__Prompt__
Rewrite all the records below, changing every "farthest from its outline" to "most distant from its edge" and keeping everything else the same.

** START Input records **

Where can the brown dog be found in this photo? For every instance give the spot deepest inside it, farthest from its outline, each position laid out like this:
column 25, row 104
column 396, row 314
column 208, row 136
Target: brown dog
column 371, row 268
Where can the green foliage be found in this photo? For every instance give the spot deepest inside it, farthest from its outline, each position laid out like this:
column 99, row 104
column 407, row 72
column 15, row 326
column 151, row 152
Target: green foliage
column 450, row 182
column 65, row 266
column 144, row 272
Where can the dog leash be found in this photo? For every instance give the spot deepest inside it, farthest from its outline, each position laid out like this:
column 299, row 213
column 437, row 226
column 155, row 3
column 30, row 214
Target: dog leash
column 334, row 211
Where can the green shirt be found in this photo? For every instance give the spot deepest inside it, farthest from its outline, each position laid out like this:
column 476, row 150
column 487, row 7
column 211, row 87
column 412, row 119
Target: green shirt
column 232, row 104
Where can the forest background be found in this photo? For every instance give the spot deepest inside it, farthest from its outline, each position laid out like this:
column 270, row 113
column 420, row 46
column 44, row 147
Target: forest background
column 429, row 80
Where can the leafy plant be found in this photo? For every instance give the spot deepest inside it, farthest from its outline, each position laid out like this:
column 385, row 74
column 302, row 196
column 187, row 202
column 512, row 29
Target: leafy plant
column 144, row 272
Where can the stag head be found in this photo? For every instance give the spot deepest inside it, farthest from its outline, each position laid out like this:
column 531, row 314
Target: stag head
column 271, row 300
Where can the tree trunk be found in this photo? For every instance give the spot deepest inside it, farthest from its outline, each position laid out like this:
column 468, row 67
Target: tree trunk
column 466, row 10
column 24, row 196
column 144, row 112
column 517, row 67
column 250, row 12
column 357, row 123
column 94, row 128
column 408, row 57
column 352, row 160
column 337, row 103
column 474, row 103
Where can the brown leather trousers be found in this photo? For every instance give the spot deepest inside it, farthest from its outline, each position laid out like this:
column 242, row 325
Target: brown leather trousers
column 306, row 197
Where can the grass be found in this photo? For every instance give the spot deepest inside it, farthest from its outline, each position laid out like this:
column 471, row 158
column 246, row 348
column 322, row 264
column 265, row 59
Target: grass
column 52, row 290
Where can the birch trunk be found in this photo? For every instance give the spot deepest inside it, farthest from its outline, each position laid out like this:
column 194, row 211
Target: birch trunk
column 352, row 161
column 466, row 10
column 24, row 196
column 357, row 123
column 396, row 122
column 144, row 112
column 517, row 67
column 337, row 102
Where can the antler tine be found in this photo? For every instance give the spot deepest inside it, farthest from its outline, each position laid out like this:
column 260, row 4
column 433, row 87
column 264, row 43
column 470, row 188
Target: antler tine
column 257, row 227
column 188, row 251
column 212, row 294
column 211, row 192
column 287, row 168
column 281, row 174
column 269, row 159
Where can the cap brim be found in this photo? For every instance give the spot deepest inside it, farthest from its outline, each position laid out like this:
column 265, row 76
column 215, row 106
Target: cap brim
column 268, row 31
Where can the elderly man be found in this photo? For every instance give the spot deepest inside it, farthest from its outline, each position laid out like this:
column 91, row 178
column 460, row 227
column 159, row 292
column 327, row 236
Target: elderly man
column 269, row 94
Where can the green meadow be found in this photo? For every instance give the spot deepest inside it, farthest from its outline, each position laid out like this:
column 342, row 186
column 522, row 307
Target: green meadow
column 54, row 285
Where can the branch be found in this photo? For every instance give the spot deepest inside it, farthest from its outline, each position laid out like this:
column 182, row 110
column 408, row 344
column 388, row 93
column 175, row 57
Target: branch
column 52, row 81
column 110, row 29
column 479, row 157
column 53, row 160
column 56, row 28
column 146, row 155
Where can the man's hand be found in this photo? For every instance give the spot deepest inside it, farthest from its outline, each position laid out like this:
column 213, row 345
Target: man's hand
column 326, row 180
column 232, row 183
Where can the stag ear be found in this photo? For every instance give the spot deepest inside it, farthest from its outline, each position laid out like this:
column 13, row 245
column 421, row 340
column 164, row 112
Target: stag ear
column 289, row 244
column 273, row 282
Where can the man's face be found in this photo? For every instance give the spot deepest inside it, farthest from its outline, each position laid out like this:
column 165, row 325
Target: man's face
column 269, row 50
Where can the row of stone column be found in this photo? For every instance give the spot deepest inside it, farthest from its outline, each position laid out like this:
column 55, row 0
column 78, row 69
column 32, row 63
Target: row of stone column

** END Input records **

__Problem solution__
Where can the brown dog be found in this photo? For every instance give the spot deepest inside it, most distant from its edge, each position laid out like this:
column 25, row 104
column 396, row 314
column 208, row 136
Target: brown dog
column 371, row 268
Where can the green foliage be found in this photo? For every instance give the spot deepest inside it, most distant from its edge, each position laid out like this:
column 99, row 104
column 407, row 72
column 15, row 326
column 151, row 152
Target: green foliage
column 450, row 182
column 65, row 266
column 144, row 272
Where can the dog leash be found in this photo? For every instance give the spot deepest inside it, most distant from its edge, each position laid out like this:
column 299, row 213
column 437, row 226
column 155, row 3
column 30, row 214
Target: dog leash
column 334, row 211
Where can the green shirt be found in this photo? For every instance give the spot deepest inside it, most distant from its edge, each position laid out like this:
column 476, row 150
column 487, row 7
column 211, row 87
column 412, row 119
Target: green shirt
column 232, row 104
Where can the forest background be found in this photo? For every instance give the spot deepest inside it, most distant from its edge, each position laid out like this:
column 270, row 113
column 420, row 46
column 44, row 147
Target: forest background
column 429, row 80
Where can the leafy plant be found in this photo? For every instance give the spot deepest inside it, most distant from its edge, each position laid out like this:
column 385, row 74
column 302, row 196
column 187, row 202
column 512, row 29
Target: leafy plant
column 144, row 272
Where can the stag head be found in this photo? For every instance give the spot deepest inside it, most distant from its edge, each position laid out like this:
column 531, row 314
Target: stag head
column 271, row 300
Where can the tree trunk be found in this photo? For every instance give the spot deepest inside it, most distant from its edge, each position laid out like this:
column 468, row 67
Target: tree trunk
column 466, row 10
column 24, row 196
column 144, row 112
column 517, row 67
column 250, row 12
column 357, row 123
column 94, row 128
column 408, row 57
column 352, row 160
column 337, row 103
column 474, row 103
Where can the brown leather trousers be found in this photo? For every instance give the spot deepest inside it, most distant from its edge, each position laid out like this:
column 242, row 325
Target: brown leather trousers
column 306, row 197
Where can the grass be found in this photo? For every instance give the spot deepest inside it, most distant from its edge, each position laid out like this:
column 471, row 158
column 246, row 348
column 322, row 264
column 265, row 59
Target: grass
column 52, row 290
Where can the birch trunk be found in this photo? For every instance give the spot deepest inside it, most distant from its edge, each position laid out like this:
column 194, row 211
Target: birch trunk
column 352, row 161
column 466, row 10
column 24, row 196
column 357, row 123
column 396, row 122
column 144, row 112
column 517, row 67
column 337, row 102
Where can the antler tine be found in this photo? For every instance give the spot deepest inside it, most distant from its edge, each position laid out like this:
column 260, row 4
column 433, row 87
column 264, row 43
column 470, row 188
Target: antler tine
column 257, row 227
column 188, row 251
column 212, row 294
column 211, row 192
column 287, row 168
column 281, row 174
column 269, row 159
Where can the cap brim be found in this photo? For every instance give the spot deepest inside it, most distant from its edge, each position laid out like this:
column 265, row 76
column 215, row 106
Target: cap brim
column 268, row 31
Where can the elderly man be found in this photo? For every instance give the spot deepest inside it, most distant from its edge, each position laid out like this:
column 91, row 178
column 460, row 227
column 159, row 292
column 327, row 236
Target: elderly man
column 269, row 94
Where can the green meadow be found in this photo? For every instance give the spot deepest inside it, most distant from its edge, each position laid out like this:
column 342, row 186
column 522, row 307
Target: green meadow
column 54, row 285
Where can the branch be found in this photo? For every instance give the spot deepest inside it, most distant from its edge, each position laid out like this:
column 182, row 110
column 408, row 344
column 388, row 93
column 175, row 57
Target: branch
column 52, row 81
column 110, row 29
column 479, row 157
column 53, row 160
column 56, row 28
column 146, row 155
Where can the man's hand be found in this photo? For every instance give the spot deepest inside it, most distant from its edge, each position laid out like this:
column 213, row 345
Target: man's hand
column 326, row 180
column 232, row 183
Where can the stag ear be found in this photo? For every instance give the spot deepest inside it, most distant from its edge, each position laid out like this:
column 13, row 245
column 421, row 340
column 164, row 112
Target: stag ear
column 289, row 244
column 273, row 282
Where can the man's face be found in this photo? For every instance give the spot deepest inside it, most distant from its edge, each position laid out like this:
column 165, row 325
Target: man's face
column 269, row 50
Where can the row of stone column be found in this photo? For every instance give the spot deepest inside it, most distant from its edge, each position laid out like this:
column 55, row 0
column 78, row 69
column 32, row 63
Target: row of stone column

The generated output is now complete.